Segment Start: Page excerpt

The opening of the aforementioned mental health clinic, the Child Guidance Clinic, highlights the beginnings of a psychologization of children (Van Drunen & Jansz, 2004a), meaning that the problems of children have become thought of a psychological or mental rather than economic, physical, social or anything else. This means that any behavioural problems noticed in a child may be automatically thought of as psychological, so when a teacher or parent notices something like ADHD symptoms, they may think of it as a psychological problem with the individual (Furedi, 2004) rather than as a problem with the system, such as compulsory education, social problems, or a problem with society. The problem with psychologization is the tendency to pathologize normal experiences and assign psychological and therapeutic labels to typical behaviour (Furedi, 2004). I think that this is a danger with ADHD that many researchers and clinicians are now beginning to become concerned about; that clinicians are pathologizing normal developmental immaturity or normal masculine behaviour.

Segment End: Page excerpt
Segment Start: Listed entries

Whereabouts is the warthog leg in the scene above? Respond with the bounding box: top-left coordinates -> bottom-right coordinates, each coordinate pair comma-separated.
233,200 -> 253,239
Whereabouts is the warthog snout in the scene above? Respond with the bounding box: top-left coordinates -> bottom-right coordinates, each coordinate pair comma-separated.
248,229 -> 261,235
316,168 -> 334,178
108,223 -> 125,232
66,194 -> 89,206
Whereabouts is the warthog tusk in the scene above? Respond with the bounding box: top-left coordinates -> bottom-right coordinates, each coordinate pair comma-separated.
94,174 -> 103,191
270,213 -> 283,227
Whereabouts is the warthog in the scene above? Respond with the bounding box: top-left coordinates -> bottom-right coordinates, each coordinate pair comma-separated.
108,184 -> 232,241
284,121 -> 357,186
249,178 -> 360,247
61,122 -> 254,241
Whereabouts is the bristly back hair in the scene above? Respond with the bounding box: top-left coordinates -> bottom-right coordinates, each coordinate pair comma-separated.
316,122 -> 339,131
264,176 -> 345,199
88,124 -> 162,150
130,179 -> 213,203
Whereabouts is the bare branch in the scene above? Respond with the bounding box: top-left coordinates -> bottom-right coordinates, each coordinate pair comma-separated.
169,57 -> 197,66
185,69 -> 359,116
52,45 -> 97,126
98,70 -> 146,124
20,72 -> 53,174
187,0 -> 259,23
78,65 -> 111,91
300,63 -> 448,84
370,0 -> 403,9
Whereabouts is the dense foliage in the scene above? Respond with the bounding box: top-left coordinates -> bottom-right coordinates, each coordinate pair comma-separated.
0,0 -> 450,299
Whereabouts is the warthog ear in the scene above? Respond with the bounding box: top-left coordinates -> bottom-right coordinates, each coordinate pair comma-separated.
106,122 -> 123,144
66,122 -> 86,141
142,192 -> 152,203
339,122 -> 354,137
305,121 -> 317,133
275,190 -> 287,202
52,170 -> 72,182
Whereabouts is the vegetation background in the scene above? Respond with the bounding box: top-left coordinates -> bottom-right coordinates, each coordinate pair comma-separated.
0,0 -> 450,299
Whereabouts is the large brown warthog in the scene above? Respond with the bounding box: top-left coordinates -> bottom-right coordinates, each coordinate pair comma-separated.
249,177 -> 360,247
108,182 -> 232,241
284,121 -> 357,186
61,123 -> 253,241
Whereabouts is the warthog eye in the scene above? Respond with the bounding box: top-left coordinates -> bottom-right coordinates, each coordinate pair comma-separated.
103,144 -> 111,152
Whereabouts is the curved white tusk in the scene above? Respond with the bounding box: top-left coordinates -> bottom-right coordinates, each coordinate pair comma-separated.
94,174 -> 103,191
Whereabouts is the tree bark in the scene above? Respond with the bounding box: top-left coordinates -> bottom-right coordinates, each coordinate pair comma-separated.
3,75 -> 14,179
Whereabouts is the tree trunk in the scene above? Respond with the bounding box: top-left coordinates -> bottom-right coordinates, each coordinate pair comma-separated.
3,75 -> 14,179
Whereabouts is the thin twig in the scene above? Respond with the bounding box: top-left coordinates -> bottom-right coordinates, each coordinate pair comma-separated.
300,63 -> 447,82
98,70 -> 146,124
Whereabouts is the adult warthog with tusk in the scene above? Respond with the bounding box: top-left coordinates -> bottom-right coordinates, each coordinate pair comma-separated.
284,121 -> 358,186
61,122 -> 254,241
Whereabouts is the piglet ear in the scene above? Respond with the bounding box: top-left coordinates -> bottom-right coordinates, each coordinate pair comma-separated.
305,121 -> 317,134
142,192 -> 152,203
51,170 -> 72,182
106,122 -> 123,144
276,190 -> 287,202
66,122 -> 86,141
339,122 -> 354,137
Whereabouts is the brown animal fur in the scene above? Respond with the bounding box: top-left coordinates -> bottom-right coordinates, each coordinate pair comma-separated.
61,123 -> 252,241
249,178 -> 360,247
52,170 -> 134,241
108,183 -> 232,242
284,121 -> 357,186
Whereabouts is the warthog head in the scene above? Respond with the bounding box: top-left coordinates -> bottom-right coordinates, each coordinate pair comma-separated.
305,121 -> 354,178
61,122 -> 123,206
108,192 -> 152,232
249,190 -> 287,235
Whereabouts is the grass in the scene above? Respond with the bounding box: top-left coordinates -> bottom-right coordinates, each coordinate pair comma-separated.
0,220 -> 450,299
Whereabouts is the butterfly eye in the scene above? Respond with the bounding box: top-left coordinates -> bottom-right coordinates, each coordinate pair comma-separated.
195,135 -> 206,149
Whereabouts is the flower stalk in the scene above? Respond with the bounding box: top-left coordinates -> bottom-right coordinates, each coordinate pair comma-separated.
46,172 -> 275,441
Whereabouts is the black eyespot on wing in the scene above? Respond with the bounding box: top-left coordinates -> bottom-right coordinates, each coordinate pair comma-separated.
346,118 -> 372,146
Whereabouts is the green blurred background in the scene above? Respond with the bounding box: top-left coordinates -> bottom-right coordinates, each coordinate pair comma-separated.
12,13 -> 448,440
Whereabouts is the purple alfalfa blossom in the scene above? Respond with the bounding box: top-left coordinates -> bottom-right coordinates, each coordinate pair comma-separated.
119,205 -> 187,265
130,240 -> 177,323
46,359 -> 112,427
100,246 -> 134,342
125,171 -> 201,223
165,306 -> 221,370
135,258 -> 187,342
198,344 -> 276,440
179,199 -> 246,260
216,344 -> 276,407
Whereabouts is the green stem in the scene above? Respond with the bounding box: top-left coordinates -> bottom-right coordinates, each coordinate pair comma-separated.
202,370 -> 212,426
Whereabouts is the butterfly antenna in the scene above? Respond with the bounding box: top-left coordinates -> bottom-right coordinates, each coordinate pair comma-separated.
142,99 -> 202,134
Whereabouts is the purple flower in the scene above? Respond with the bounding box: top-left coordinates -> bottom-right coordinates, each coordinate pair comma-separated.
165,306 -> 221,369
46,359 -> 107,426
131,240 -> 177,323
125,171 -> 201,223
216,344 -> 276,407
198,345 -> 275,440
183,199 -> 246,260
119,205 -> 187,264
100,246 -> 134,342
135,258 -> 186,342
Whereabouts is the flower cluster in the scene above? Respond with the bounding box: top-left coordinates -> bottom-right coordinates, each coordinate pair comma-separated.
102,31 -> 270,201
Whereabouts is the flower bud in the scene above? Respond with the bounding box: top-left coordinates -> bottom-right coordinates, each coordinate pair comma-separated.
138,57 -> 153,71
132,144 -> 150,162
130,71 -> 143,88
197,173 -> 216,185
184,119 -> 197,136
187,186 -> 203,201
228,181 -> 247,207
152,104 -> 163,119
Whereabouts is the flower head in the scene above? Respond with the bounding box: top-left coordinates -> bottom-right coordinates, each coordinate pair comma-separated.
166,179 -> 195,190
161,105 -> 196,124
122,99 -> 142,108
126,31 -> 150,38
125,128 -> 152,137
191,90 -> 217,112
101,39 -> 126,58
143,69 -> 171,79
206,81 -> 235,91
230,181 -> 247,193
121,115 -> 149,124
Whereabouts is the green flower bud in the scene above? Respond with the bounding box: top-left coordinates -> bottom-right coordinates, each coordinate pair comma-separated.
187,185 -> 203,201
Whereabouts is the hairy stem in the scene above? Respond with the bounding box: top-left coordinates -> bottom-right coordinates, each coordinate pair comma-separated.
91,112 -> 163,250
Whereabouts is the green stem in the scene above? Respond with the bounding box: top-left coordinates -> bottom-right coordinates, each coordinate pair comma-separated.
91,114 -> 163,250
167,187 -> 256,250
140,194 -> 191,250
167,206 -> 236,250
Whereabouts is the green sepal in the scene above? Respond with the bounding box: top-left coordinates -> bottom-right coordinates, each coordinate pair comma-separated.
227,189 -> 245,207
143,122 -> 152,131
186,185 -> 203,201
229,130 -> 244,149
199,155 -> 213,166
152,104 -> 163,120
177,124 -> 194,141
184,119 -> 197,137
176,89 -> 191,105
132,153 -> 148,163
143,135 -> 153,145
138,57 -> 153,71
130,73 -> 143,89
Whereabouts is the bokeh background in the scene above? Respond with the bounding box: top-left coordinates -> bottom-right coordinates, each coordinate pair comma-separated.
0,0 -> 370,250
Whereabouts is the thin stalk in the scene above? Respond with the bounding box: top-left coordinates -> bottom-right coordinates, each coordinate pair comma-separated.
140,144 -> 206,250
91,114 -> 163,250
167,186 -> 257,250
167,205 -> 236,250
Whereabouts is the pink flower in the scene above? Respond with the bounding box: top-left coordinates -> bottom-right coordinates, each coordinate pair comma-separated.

Segment End: Listed entries

## Exercise requirements
Summarize the passage on the psychologization of children in two sentences.

## Exercise response
The opening of the Child Guidance Clinic marked the beginnings of a psychologization of children, in which children's problems came to be seen as psychological rather than economic, physical, or social, so that behavior such as ADHD symptoms may be treated as a problem with the individual rather than with the system. The drawback of psychologization is its tendency to pathologize normal experiences and typical behavior, and the writer sees a danger with ADHD that clinicians are pathologizing normal developmental immaturity or normal masculine behavior.